**Passage provided:**
Superior Court of Delaware, New Castle County
Aug 14, 2000
C.A. NO: 00A-01-006-NAB (Del. Super. Ct. Aug. 14, 2000)

Opinion

C.A. NO: 00A-01-006-NAB.

Submitted: May 26, 2000.

Decided: August 14, 2000.

Appeal From a Decision of the Unemployment Insurance Appeal Board. Reversed and Remanded.

Paula C. Witherow, Esquire, Cooch and Taylor, Wilmington, Delaware, for the Appellant.

Jane W. Evans, Esquire, Legal Services Corp. of Delaware, Inc., Wilmington, Delaware, for Appellee Jeffers.

James J. Hanley, Esquire, Deputy Attorney General, Wilmington, Delaware, for the Board.


ORDER


Having reviewed the parties' submissions, as well as the record below, the Court finds and concludes as follows:

1. Posture. Claimant Darnita Jeffers filed with the Department of Labor (Department) a petition for unemployment insurance benefits after being terminated from her job with The Lensfest Group, d/b/a Suburban Cable TV (Employer or Suburban). A Department claims deputy granted her petition, and Employer appealed. An appeals referee reversed the claims deputy, and Claimant appealed to the Unemployment Insurance Appeal Board (Board). The Board reversed the referee and granted Claimant's petition for benefits. Employer filed a timely appeal with this Court. Briefing is complete, and the issues are ripe for decision.

2. Facts. Claimant worked for Suburban as a customer service representative from June 29, 1998 through August 25, 1999. She answered telephone calls from customers and was expected to resolve as many calls as possible.

3. In May 1999, Claimant received a verbal warning because she had logged an unacceptably high number of "short calls," which Employer defines as any call lasting less than 10 seconds. Employer monitors the number of short calls logged by each customer representative because a short call is usually one that is either unresolved or unanswered. Employer had an informal "discussion" (also referred to as counseling) with any employee who logged more than 20 short calls in one month. During May 1999, Claimant had a total of 274 short calls.

4. After the informal discussion, Claimant signed a document, prepared by Employer, which verified the warning and stated that, if Claimant's performance did not improve, there would be "further disciplinary action up to and including termination." In June 1999, Claimant had 87 short calls, fewer than she had had in May but more than quadruple the acceptable number of 20. She logged a total of 2,442 calls, an unduly high volume which usually indicates that the rep is not staying on the line long enough to resolve the caller's question or problem. Claimant's average time per call was 1 minute and 55 seconds, compared to an expected 3 to 6 minutes per call.

Unemployment Insurance Appeal Board Record at 50 (hereinafter referred to as "Rec. at page no.").

**What this exercise asks:**
(1) Answer these questions about the Delaware unemployment appeal opinion.
(a) How many short calls did Claimant log during May 1999?
(b) Over what dates did Claimant work for Suburban?
(c) Who appeared for Appellee Jeffers?
(2) Carry on writing the Delaware unemployment appeal opinion from its final line.

[Object point labels]
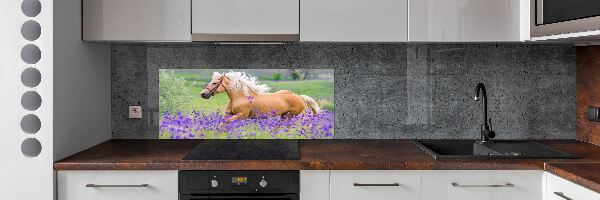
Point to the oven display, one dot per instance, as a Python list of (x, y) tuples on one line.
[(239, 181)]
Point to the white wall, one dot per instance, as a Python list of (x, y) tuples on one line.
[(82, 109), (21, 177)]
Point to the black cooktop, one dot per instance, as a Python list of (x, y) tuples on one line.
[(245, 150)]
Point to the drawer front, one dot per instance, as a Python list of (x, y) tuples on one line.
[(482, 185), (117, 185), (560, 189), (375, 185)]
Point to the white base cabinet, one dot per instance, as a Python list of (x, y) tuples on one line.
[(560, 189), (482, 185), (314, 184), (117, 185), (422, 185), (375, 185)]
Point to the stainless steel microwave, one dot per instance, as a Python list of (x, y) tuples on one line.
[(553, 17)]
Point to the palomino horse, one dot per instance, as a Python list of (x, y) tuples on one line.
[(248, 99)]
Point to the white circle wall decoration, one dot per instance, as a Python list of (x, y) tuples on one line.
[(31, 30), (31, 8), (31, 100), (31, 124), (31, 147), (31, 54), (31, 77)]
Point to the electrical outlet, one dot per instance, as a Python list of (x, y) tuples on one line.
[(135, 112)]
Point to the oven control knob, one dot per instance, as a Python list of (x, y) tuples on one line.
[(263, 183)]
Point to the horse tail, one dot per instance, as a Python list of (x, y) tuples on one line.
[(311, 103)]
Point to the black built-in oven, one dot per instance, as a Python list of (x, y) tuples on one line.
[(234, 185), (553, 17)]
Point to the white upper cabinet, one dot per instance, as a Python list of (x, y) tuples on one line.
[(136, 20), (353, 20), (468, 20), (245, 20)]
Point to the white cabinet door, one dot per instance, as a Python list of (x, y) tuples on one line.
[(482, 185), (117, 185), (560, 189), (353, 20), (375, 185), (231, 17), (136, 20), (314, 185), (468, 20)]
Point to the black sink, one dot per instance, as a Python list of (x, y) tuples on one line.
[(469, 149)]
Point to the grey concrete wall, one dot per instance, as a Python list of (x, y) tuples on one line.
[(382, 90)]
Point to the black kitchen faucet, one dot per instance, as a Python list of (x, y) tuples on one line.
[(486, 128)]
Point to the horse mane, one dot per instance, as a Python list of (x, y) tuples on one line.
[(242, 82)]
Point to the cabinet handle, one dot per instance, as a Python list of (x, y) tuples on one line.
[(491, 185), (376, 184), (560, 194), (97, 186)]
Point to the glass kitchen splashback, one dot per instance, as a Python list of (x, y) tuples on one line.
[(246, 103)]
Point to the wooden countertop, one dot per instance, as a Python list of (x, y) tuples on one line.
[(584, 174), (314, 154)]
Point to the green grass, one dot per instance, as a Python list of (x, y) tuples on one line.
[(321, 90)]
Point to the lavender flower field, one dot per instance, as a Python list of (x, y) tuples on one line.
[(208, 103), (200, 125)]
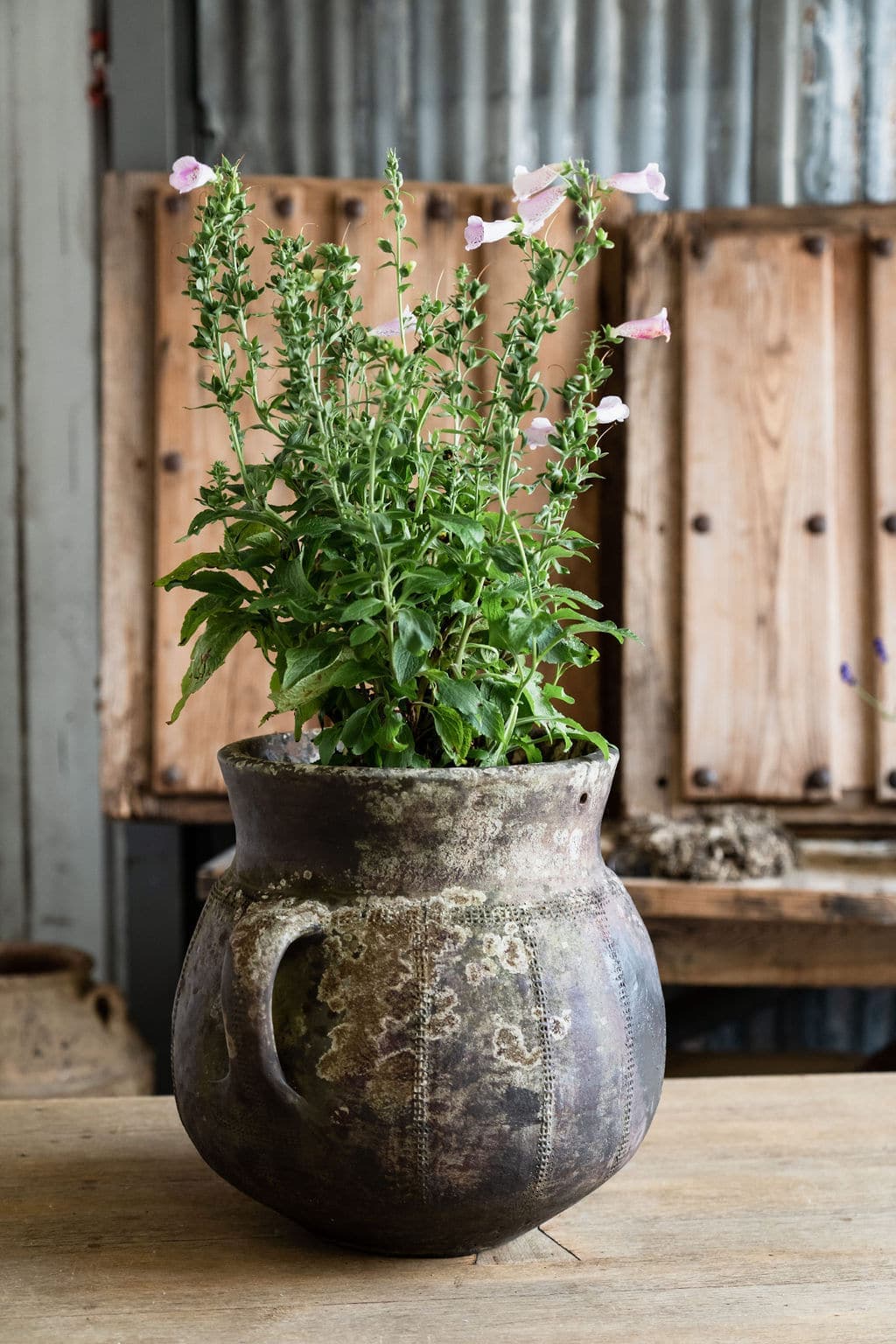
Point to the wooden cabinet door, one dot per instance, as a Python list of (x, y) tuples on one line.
==
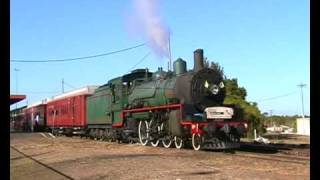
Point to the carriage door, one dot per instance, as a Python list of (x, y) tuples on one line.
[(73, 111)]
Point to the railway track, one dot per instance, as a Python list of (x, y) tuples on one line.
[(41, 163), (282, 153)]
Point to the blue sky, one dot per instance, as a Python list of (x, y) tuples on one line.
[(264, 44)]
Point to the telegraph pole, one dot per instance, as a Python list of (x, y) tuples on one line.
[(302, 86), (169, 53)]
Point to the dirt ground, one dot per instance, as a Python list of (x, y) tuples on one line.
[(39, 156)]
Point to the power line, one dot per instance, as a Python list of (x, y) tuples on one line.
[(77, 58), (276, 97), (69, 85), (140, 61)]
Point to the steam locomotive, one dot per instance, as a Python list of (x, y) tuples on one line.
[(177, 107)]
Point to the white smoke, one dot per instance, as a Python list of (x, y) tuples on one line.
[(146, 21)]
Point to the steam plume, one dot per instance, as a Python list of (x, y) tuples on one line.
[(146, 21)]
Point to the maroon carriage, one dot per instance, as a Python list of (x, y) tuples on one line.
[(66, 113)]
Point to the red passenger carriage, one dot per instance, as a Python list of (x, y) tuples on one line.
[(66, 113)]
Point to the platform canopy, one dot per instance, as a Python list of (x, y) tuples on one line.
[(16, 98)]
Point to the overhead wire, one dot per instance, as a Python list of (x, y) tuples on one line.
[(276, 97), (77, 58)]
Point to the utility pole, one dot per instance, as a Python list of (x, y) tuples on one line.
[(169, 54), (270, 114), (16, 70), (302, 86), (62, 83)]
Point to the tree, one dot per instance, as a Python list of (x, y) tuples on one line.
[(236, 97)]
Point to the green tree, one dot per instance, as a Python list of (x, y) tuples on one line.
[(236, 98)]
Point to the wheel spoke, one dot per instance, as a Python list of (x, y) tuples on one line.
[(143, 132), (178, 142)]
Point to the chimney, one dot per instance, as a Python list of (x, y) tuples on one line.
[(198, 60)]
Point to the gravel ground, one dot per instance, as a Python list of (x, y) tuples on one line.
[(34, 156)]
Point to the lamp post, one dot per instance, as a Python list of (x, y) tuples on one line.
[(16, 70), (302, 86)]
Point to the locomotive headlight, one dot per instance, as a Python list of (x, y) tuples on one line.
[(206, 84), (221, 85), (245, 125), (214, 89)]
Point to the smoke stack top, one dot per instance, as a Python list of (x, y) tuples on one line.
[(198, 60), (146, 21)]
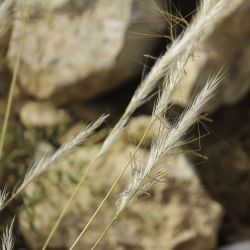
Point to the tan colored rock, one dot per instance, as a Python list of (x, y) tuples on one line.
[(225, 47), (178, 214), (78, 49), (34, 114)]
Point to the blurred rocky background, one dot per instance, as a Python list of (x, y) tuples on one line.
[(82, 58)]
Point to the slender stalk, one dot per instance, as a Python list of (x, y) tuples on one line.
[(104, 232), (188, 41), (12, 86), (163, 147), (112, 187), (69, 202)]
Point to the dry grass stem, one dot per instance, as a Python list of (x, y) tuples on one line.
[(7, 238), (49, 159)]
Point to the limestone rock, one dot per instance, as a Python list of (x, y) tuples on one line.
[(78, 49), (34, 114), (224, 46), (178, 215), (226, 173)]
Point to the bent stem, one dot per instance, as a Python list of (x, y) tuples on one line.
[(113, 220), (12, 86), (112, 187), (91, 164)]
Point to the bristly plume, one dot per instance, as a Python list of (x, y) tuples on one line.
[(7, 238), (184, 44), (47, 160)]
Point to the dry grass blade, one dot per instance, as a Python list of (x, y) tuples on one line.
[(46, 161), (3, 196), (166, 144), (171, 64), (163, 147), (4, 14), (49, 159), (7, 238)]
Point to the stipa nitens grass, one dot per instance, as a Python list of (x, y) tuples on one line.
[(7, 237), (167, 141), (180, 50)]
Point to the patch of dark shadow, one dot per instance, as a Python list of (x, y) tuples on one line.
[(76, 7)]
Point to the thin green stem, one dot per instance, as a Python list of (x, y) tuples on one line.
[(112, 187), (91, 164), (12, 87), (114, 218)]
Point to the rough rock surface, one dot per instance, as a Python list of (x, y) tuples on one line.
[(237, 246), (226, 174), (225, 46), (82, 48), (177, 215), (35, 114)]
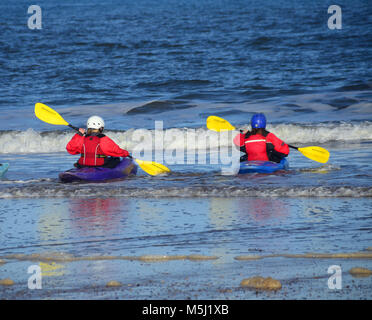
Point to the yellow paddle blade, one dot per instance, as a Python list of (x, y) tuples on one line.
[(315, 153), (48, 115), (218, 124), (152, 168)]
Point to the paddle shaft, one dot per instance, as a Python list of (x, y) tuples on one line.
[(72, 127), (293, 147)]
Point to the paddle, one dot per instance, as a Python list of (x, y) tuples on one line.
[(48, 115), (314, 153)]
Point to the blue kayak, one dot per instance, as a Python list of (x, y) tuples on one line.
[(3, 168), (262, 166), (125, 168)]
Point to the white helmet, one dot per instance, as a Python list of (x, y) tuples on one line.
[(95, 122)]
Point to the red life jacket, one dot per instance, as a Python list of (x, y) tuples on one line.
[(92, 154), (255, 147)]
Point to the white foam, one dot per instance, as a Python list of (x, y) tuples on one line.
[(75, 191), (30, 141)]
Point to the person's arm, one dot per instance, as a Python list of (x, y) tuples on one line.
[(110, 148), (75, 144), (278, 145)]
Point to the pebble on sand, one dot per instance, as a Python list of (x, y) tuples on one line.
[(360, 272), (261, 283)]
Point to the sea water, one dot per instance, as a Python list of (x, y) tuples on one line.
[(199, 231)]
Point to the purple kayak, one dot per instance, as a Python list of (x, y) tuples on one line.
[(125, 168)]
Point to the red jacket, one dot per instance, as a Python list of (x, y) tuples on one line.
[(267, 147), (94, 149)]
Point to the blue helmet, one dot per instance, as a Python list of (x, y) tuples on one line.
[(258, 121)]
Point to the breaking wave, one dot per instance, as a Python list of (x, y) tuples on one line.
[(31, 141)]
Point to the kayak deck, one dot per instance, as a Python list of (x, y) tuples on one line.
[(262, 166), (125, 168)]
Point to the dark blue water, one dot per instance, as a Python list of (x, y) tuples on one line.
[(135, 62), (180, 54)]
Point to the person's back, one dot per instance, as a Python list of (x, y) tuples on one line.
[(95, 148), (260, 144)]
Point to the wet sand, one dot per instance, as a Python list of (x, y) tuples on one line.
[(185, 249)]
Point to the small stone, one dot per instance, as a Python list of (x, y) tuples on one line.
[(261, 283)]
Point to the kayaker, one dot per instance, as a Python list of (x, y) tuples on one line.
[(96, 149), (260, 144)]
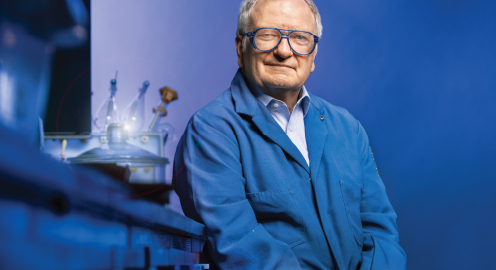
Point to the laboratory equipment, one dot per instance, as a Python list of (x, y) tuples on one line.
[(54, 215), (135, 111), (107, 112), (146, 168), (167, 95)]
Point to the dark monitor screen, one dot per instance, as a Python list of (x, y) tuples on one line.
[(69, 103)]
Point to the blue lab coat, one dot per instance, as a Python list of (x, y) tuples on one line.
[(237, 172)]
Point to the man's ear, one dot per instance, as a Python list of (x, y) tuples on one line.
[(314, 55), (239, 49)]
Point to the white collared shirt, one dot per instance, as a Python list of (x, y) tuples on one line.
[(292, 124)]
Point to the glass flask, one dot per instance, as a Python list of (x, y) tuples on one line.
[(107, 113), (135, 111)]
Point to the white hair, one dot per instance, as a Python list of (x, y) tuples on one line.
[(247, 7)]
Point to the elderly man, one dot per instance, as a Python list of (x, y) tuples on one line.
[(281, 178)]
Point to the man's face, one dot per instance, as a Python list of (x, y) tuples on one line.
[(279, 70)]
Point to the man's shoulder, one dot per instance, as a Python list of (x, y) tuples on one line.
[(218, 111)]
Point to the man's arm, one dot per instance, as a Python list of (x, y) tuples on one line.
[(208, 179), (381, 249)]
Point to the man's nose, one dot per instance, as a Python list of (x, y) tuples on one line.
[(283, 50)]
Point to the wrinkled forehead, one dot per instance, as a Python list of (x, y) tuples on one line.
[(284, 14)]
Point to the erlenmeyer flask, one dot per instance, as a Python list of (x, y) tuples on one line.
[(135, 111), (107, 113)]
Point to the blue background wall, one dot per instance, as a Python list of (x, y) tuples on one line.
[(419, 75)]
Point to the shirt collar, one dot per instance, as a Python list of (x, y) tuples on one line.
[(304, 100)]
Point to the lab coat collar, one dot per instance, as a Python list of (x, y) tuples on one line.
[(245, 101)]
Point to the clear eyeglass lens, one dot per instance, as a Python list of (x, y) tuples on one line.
* * *
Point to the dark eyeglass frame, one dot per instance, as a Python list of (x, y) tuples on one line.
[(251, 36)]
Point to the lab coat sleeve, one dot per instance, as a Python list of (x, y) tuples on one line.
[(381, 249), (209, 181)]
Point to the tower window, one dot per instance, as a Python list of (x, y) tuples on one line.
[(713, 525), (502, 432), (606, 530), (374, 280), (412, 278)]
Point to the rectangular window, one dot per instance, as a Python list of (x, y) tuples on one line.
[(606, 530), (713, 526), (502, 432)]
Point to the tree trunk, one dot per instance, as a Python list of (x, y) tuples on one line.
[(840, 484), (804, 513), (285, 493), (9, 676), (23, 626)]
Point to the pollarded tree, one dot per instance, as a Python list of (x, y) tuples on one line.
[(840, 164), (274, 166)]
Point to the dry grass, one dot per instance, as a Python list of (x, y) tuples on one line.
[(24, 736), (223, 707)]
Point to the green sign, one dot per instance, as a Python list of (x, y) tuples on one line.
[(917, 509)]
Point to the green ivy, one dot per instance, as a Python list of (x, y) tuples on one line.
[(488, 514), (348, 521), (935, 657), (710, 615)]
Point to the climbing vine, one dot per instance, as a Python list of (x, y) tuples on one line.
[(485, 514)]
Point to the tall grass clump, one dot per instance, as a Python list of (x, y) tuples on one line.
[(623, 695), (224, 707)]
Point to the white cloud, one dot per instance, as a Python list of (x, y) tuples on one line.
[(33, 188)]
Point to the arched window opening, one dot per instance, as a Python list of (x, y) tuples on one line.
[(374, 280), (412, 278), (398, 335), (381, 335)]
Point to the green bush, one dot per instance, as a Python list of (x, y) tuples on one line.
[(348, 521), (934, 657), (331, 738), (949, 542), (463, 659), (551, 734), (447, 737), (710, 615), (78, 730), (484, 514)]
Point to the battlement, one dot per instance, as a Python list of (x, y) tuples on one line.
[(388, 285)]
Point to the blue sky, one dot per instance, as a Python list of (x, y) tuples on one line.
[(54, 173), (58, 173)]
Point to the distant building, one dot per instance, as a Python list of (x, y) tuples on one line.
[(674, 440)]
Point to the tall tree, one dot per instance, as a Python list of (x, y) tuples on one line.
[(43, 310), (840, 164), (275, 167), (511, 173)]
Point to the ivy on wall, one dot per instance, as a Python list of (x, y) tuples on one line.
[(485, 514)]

**Answers to the exercises:**
(1)
(a) 274
(b) June 29, 1998 through August 25, 1999
(c) Jane W. Evans, Esquire, Legal Services Corp. of Delaware, Inc., Wilmington, Delaware

(2)
5. In August 1999, management determined that Claimant was one of several employees whose performance warranted further evaluation. Claimant's calls were monitored August 18, 19 and 20, 1999. The results were consistent with May's results. Mike Collison, customer satisfaction manager, observed the high number of short calls and the extremely high number of calls answered, both of which are considered to be "red flags" which indicate that this rep's level of customer service is low. When these trends in Claimant's performance showed up in routine reports, Collison asked Eric Gilcrest, Claimant's team leader, to monitor her in an effort to identify the problem. Collison also followed up on Claimant's suggestion that the short calls were attributable to her sign-on number, but the telecommunications personnel said there was nothing wrong. Although Claimant showed some improvement, it was not significant. On August 25, 1999, Collison conducted "secret" monitoring of Claimant's calls at 2:00 p.m., a busy time of day for customer service representatives. Over the course of 10 minutes, Collison heard 5 to 7 calls which were unanswered. A colleague joined him in listening for another 5 minutes, when 6 to 7 calls were unanswered.

Rec. at 67-69.

When asked how long he monitored Claimant's calls, Collison responded, "About 15 minutes total. I listened to the first maybe 10 minutes by myself. My colleague listened and I listened for another 5 minutes." Rec. at 36.

6. According to Claimant, Collison then called her to his desk and asked her to define a short call. In Claimant's words, "I told him that there are so many at this job that I honestly don't know." Collison then asked Claimant to accompany him to the office of Kathy Joseph, manager of Human Resources. Collison asked Claimant if there were any problems with her equipment, and she said no. After several more questions, Claimant was terminated. At that point, Claimant remembered that her headset was not activated.

Compare this statement to Claimant's subsequent statement that "I received a counseling on June 3rd for short calls for the month of May." Rec. at 64.

7. The Board's decision. The Board acknowledged the uncontested facts that Claimant's performance was substandard and that she had been warned about her shortcomings. The Board observed (incorrectly) that it had no evidence about Claimant's performance for July and August 1999. The only finding that the Board made was its acceptance of Claimant's testimony that she had not intentionally ignored the incoming calls on August 25, 1999. For this reason, the Board concluded that Claimant's poor performance was not the result of wilful or wanton misconduct. However, the Board did not define "wilful or wanton misconduct" or attribute Claimant's substandard performance to inability, inadvertence, or simple negligence. Thus, the Board reduced the case to a single question of credibility.

8. Standard of review. The function of this Court on review of a Board decision is to determine whether the decision is supported by substantial evidence. Substantial evidence is relevant evidence that a reasonable mind might accept as adequate to support a conclusion. This Court does not weigh the evidence, determine questions of credibility, or make factual findings in the first instance. Rather, this Court's role is to determine whether the evidence is legally adequate to support the Board's findings.

Johnson v. Chrysler Corp., Del. Supr., 213 A.2d 64, 66-67 (1965).

Oceanport Ind. v. Wilmington Stevedores, Del. Supr., 636 A.2d 892, 899 (1994).

Johnson v. Chrysler, 213 A.2d at 66.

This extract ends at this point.